Data listing:

▬▬▬▬▬▬▬▬▬▬

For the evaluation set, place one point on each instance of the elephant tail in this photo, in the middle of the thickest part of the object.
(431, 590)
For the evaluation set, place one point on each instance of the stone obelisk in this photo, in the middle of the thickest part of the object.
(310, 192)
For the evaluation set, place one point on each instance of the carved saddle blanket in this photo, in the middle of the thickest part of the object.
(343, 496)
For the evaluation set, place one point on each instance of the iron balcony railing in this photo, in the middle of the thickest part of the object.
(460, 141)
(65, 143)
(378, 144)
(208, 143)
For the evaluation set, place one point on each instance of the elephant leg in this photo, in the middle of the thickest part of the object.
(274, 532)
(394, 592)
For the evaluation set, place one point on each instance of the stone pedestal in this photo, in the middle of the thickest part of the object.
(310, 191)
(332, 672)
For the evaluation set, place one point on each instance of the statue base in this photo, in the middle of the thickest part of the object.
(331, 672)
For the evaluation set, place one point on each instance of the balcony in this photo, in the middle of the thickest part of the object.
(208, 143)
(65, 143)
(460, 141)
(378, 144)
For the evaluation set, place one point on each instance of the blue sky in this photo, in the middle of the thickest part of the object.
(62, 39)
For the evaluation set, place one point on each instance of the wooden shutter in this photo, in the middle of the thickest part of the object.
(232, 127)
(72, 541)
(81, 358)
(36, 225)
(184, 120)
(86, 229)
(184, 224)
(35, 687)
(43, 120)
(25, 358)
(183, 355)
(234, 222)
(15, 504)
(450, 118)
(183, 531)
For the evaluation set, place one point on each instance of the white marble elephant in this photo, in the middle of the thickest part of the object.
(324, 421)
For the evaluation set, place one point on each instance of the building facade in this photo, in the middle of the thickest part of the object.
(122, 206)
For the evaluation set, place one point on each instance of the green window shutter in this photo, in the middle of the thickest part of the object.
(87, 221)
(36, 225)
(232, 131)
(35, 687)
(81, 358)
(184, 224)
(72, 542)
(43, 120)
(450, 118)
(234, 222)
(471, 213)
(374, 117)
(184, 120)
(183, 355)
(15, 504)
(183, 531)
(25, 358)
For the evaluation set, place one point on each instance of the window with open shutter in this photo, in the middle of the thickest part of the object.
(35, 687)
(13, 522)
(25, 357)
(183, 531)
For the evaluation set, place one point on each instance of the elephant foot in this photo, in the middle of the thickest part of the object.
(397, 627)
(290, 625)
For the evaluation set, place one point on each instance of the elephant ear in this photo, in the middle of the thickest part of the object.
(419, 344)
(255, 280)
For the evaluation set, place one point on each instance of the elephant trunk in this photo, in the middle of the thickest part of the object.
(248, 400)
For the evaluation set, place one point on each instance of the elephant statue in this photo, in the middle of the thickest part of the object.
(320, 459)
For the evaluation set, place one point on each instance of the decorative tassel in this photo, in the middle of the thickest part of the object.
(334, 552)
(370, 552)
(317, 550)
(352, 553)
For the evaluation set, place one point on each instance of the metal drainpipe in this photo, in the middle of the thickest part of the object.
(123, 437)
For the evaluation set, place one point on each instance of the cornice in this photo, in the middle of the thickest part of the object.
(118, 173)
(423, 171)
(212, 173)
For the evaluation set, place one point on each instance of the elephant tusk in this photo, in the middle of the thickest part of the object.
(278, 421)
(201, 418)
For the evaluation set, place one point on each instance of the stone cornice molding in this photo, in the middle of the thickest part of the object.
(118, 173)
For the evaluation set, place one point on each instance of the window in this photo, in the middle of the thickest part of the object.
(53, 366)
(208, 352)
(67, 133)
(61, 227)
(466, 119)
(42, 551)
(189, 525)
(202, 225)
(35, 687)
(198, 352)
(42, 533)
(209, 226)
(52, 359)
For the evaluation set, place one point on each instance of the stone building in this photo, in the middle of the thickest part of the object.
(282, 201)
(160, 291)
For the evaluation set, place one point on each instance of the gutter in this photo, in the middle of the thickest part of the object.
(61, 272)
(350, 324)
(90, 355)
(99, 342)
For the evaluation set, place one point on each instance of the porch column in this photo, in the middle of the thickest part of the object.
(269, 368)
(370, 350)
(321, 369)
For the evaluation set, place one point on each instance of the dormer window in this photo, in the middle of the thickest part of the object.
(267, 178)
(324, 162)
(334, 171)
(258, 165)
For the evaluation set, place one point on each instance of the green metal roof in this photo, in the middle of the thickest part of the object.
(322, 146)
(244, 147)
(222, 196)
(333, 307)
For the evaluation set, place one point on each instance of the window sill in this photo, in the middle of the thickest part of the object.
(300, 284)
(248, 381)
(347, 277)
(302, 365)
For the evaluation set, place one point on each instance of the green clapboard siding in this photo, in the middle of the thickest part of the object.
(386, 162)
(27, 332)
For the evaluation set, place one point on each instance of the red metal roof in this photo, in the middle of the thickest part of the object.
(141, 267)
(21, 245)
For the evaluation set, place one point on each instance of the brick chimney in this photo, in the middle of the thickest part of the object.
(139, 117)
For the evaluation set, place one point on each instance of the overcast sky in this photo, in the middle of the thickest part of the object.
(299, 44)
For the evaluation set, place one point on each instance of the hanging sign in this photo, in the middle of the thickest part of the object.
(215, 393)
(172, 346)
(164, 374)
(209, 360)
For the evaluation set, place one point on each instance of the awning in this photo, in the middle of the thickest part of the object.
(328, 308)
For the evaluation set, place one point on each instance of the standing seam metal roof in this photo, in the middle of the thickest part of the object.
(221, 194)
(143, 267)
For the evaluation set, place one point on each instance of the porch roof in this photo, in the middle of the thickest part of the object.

▬▬▬▬▬▬▬▬▬▬

> **WRITTEN EXERCISE**: Print nothing but the lines from the line with "of the brick" to the last line of the records above. Both of those lines count.

> **FULL RESPONSE**:
For the evaluation set, place one point on each instance of the brick chimney in this photo, in the middle of the thickest part of the object.
(139, 117)
For the evaluation set, place one point on each instance of the overcast sky in this photo, in the middle of the thickest part of the object.
(299, 44)
For the evaluation set, place one point on each instance of the hanging sign in this photo, in the middle of the thickest part of the object.
(215, 393)
(172, 346)
(164, 374)
(209, 360)
For the evaluation set, place one point on each instance of the awning in this photo, in the middle of the thickest part of the object.
(328, 308)
For the evaluation set, place one point on each instance of the standing seam metal roof in this photo, in the middle of the thickest part of the object.
(221, 194)
(143, 267)
For the evaluation set, place one point on each instance of the porch roof in this photo, in the middle of the thickest part of the object.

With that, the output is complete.